YOUR TASK>
Nothing but the lines from the first line of the entries through the line with "box: [99, 92, 108, 232]" should appear in the answer, transcribed exactly and free of pictures.

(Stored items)
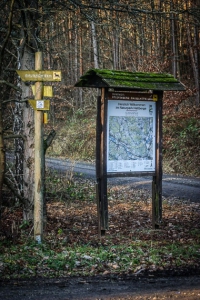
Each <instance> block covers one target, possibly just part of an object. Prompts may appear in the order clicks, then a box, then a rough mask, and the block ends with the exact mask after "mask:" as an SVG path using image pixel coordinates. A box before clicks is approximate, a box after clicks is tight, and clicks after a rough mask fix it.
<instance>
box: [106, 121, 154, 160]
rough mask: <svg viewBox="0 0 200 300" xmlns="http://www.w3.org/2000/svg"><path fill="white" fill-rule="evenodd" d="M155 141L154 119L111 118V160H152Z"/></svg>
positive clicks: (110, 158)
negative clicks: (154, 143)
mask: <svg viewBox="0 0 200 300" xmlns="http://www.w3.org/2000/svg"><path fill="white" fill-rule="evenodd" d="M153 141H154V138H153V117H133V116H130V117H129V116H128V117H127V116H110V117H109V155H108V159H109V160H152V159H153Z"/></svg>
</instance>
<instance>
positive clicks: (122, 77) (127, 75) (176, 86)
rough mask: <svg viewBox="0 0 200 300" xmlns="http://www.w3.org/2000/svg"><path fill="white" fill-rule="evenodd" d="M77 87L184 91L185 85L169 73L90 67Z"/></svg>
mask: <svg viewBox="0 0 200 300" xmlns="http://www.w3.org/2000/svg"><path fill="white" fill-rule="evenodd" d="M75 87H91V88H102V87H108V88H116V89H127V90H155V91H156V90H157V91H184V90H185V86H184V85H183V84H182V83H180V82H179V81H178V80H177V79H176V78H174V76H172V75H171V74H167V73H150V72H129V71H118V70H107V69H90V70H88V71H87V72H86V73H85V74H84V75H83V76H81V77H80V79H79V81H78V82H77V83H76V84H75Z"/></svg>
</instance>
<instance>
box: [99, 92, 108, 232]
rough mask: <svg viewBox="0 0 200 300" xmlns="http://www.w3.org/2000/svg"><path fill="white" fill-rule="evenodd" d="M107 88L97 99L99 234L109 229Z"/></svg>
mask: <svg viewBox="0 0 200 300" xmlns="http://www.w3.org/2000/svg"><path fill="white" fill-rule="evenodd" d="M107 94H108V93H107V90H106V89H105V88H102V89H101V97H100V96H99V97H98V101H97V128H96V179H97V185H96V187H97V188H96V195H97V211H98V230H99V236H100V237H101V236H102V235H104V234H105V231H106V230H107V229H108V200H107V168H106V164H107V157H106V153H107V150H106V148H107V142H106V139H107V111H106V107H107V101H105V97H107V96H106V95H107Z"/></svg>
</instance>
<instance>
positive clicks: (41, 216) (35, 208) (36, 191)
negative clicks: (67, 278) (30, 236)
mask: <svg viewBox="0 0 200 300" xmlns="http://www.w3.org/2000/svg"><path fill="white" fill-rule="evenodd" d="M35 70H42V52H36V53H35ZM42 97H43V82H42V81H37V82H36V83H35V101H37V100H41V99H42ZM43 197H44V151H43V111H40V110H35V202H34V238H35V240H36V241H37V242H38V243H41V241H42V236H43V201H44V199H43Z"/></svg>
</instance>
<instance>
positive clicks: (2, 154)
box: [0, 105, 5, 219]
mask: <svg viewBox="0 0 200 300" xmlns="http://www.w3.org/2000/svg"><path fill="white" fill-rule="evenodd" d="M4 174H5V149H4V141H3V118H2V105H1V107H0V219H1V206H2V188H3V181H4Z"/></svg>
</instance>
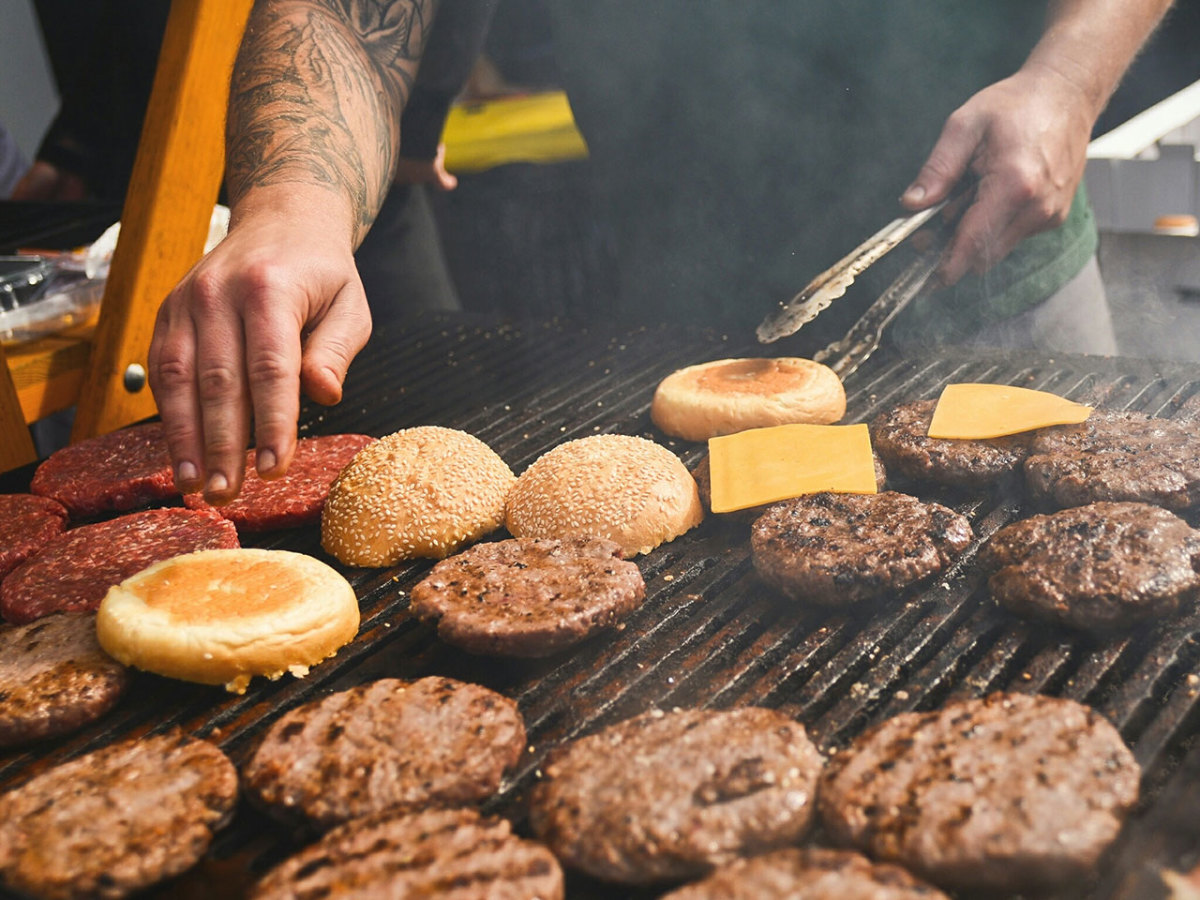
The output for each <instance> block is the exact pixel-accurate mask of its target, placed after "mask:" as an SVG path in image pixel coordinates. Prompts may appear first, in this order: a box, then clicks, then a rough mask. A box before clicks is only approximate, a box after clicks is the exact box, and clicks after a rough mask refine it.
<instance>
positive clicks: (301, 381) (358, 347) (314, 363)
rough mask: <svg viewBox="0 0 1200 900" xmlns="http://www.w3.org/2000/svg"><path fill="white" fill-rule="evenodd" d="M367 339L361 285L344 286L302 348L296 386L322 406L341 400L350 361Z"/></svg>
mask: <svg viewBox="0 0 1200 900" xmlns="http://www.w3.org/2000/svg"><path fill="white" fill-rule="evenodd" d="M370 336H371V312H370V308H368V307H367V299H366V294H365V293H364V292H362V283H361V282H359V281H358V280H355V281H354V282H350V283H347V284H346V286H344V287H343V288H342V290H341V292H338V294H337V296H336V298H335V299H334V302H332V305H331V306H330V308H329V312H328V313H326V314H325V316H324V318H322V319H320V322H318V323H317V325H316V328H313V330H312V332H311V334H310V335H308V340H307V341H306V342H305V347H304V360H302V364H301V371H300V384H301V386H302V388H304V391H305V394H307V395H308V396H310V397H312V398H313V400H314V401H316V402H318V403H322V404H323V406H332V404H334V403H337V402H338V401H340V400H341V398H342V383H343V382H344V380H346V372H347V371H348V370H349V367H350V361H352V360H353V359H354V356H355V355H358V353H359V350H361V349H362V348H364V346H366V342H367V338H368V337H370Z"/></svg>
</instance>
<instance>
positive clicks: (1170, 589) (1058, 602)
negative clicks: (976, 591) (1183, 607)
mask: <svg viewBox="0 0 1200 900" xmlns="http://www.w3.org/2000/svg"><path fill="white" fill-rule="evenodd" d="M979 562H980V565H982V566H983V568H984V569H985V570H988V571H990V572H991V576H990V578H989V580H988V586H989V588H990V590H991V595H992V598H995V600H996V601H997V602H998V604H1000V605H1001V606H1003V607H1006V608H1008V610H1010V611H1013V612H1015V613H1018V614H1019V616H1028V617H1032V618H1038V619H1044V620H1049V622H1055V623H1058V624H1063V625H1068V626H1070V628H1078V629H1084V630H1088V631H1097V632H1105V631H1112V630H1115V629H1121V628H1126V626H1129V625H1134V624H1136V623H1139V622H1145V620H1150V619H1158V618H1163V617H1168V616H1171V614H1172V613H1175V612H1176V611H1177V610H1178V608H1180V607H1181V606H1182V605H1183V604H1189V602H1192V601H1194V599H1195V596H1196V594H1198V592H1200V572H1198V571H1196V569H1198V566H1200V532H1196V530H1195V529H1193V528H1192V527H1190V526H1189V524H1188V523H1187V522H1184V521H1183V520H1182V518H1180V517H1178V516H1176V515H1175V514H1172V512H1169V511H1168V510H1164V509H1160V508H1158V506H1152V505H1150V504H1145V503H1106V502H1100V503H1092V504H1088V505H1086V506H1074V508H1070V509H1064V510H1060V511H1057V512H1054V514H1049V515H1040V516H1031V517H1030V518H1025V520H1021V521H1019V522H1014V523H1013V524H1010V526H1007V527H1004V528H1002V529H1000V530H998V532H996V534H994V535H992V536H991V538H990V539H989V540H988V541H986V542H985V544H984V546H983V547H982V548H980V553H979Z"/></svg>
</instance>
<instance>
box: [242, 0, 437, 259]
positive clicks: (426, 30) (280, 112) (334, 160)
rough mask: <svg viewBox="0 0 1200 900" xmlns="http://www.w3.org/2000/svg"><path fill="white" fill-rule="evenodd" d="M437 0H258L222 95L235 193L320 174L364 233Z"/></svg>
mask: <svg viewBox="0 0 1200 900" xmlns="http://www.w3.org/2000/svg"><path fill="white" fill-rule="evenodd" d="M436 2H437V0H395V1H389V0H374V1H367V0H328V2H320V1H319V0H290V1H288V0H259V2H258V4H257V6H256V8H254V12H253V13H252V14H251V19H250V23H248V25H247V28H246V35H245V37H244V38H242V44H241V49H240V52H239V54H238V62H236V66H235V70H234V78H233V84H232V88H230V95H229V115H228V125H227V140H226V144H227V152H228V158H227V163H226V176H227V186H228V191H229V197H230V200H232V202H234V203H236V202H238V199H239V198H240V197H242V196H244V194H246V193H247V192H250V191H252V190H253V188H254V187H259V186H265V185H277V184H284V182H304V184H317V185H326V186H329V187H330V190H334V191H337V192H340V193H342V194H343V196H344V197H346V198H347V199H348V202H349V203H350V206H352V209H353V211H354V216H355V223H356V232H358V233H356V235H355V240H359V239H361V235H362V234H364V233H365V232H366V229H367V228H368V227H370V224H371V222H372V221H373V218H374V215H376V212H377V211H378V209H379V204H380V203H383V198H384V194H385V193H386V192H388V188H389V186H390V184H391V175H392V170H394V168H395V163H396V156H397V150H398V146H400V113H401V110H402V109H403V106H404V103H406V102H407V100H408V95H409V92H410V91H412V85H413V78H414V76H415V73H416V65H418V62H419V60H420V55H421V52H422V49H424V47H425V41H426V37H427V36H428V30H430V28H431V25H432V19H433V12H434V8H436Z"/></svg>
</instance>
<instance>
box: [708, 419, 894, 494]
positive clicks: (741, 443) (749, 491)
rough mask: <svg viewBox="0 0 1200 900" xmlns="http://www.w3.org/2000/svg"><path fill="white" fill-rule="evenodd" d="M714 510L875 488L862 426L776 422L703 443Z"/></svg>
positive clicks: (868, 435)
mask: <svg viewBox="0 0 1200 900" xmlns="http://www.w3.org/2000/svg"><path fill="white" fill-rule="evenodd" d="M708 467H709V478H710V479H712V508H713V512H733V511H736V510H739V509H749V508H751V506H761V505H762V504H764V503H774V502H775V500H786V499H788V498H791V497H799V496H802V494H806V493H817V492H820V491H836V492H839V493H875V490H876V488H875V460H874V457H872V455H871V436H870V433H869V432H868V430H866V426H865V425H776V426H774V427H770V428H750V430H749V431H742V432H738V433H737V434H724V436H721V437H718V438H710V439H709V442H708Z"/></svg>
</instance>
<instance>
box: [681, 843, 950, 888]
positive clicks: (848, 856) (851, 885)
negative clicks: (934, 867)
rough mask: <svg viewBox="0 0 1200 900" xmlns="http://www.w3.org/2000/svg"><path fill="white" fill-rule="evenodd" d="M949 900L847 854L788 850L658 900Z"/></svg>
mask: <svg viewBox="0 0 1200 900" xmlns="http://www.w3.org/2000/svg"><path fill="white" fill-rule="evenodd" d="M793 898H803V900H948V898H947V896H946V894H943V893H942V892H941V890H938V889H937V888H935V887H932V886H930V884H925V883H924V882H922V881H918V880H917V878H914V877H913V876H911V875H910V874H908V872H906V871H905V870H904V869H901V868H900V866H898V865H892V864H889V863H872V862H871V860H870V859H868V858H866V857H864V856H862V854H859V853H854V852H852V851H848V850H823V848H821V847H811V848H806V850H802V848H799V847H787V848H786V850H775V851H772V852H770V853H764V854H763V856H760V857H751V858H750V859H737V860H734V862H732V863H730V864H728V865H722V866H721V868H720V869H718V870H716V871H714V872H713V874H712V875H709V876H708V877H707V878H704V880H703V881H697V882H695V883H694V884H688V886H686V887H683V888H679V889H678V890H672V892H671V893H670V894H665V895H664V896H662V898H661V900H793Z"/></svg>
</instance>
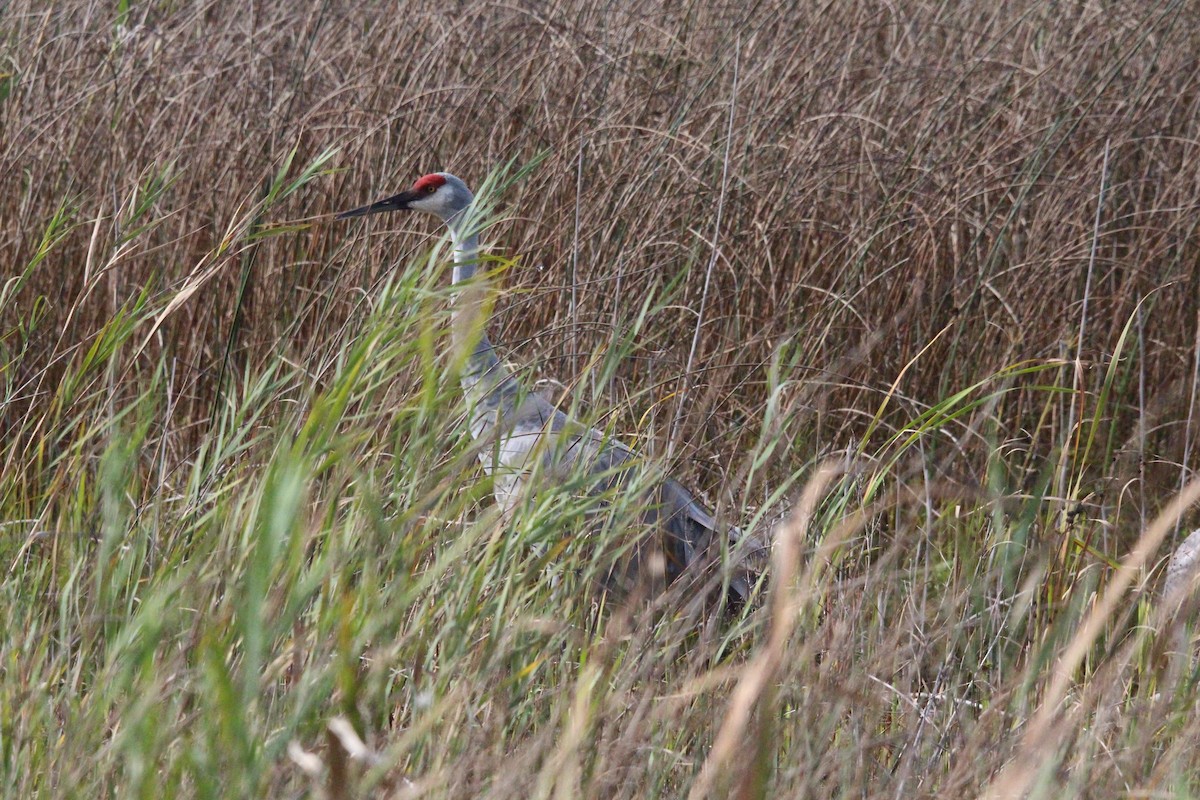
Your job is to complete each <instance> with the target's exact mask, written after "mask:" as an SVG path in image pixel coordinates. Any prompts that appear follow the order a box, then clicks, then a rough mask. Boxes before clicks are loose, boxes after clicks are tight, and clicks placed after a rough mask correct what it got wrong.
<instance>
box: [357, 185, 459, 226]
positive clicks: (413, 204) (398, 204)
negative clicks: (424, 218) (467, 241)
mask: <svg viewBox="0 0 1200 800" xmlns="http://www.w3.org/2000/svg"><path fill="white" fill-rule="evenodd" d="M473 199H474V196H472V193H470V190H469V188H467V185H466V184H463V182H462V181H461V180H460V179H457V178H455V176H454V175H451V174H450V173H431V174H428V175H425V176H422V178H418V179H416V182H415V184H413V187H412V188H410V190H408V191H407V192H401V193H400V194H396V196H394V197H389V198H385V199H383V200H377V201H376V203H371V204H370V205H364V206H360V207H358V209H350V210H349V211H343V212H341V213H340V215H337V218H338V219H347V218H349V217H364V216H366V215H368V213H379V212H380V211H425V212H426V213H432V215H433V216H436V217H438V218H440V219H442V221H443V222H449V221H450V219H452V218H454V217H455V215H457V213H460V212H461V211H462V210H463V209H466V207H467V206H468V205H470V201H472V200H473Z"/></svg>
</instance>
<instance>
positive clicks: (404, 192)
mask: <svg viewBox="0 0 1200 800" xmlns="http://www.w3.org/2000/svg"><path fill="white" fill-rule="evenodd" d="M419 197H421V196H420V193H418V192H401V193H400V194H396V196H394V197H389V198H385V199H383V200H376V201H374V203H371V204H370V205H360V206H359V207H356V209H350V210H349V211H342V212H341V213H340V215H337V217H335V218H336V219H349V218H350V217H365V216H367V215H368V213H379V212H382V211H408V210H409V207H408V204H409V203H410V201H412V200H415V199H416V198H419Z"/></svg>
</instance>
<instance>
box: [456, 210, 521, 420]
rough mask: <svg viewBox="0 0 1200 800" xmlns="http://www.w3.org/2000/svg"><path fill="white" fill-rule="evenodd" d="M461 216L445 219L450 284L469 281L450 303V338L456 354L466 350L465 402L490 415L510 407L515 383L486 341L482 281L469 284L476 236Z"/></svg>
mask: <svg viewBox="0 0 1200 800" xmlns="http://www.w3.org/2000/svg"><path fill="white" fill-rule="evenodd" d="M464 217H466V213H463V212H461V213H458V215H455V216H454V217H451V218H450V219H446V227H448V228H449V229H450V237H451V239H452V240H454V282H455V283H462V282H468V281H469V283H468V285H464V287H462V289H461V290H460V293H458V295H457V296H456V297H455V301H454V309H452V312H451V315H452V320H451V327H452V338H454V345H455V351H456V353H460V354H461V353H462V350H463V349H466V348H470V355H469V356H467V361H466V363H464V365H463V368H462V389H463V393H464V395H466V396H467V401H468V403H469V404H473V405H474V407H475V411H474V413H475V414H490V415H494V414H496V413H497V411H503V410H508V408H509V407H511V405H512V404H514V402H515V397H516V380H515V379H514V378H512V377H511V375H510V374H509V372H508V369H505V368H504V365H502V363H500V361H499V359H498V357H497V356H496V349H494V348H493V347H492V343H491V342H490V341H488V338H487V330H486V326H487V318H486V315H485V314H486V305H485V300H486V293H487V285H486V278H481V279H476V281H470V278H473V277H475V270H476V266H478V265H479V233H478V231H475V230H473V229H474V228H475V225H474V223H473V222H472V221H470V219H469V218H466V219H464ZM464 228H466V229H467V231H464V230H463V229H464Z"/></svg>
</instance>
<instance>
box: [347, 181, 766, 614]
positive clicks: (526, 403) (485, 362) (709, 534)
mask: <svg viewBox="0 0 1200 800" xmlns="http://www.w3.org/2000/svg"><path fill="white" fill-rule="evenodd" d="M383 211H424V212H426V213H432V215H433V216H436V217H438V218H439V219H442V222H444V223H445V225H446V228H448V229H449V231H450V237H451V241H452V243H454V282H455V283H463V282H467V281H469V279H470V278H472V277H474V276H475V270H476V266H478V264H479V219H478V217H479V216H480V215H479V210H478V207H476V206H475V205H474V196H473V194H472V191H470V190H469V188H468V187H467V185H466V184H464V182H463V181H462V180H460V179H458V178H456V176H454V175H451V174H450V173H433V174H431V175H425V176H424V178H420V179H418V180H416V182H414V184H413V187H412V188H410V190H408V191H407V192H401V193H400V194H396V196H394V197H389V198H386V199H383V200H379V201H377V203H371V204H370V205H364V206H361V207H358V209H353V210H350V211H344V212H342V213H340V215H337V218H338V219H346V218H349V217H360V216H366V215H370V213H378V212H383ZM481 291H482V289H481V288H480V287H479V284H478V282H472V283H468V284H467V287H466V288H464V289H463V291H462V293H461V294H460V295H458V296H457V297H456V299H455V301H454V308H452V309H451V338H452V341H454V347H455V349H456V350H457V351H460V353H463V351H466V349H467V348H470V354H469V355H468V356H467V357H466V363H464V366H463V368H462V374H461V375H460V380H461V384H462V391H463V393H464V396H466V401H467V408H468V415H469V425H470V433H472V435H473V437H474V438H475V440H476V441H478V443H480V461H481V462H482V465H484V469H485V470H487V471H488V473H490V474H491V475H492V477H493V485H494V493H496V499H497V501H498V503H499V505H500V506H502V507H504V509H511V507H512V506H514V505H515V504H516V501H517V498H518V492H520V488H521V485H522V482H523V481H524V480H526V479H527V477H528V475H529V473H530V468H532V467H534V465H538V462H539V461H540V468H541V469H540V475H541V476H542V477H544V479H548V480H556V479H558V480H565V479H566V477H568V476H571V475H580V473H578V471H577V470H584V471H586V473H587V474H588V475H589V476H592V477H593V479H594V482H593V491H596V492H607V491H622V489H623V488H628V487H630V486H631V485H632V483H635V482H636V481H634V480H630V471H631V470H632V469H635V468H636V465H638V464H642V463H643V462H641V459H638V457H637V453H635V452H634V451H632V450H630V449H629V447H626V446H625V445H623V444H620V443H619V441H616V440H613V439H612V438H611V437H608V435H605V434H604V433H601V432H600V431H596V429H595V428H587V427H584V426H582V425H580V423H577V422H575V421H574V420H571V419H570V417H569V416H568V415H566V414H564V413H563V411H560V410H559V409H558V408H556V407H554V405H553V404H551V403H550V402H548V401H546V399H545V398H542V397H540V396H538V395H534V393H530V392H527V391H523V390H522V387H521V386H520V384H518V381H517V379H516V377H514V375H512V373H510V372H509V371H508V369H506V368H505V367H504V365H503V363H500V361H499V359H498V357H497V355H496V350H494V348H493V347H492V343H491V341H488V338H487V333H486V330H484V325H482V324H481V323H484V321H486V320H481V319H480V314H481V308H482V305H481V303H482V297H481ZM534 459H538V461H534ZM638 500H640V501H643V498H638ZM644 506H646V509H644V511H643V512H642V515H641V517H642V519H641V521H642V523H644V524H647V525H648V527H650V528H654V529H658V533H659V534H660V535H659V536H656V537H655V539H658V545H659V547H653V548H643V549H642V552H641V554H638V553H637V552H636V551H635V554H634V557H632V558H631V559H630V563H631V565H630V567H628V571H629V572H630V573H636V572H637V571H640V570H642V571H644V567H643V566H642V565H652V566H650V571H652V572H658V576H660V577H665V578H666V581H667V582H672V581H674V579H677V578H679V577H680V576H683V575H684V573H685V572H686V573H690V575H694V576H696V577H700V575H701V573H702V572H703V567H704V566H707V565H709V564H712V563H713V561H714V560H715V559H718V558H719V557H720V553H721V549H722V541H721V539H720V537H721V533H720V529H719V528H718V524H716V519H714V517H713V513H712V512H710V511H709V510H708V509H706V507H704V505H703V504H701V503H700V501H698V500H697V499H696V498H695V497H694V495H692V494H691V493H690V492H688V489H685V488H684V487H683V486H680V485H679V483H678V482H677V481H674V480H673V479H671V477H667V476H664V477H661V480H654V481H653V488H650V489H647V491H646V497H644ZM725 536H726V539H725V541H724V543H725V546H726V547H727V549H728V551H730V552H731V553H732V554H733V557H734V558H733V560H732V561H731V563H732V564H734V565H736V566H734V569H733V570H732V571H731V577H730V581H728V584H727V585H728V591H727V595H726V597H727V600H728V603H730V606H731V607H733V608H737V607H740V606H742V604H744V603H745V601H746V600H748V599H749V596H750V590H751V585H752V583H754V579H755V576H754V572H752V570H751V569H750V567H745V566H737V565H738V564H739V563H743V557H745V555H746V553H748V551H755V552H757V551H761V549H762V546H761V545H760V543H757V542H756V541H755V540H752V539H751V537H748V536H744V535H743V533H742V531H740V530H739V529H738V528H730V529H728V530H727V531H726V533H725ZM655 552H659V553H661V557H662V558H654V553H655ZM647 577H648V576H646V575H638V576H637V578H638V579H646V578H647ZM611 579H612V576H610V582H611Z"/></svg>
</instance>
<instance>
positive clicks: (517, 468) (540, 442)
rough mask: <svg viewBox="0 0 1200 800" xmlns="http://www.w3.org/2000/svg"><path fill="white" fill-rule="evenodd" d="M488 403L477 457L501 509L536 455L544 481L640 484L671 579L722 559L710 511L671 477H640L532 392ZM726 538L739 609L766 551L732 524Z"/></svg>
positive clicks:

ANSWER BOX>
Each <instance> block covers one target, possibly just part of an object. Prompts may appear in the order clicks, then a box, then a rough mask, and the block ends with the exact mask after "mask:" as an SVG path using image pixel coordinates. A box before clicks is approximate, a box after clicks is tight, and clicks after a rough mask fix it.
<instance>
box: [106, 121, 154, 160]
rough mask: <svg viewBox="0 0 200 300" xmlns="http://www.w3.org/2000/svg"><path fill="white" fill-rule="evenodd" d="M155 141L154 119L111 118V160H152Z"/></svg>
positive clicks: (110, 158)
negative clicks: (154, 143)
mask: <svg viewBox="0 0 200 300" xmlns="http://www.w3.org/2000/svg"><path fill="white" fill-rule="evenodd" d="M153 141H154V138H153V117H133V116H130V117H129V116H128V117H127V116H110V117H109V155H108V159H109V160H152V159H153Z"/></svg>
</instance>
<instance>
positive clicks: (122, 77) (127, 75) (176, 86)
rough mask: <svg viewBox="0 0 200 300" xmlns="http://www.w3.org/2000/svg"><path fill="white" fill-rule="evenodd" d="M77 87L184 91L185 85L169 73L90 67Z"/></svg>
mask: <svg viewBox="0 0 200 300" xmlns="http://www.w3.org/2000/svg"><path fill="white" fill-rule="evenodd" d="M75 87H91V88H102V87H108V88H116V89H127V90H155V91H156V90H157V91H184V90H185V86H184V85H183V84H182V83H180V82H179V81H178V80H177V79H176V78H174V76H172V75H171V74H167V73H150V72H129V71H118V70H107V69H90V70H88V71H87V72H86V73H85V74H84V75H83V76H81V77H80V79H79V81H78V82H77V83H76V84H75Z"/></svg>
</instance>
<instance>
box: [99, 92, 108, 232]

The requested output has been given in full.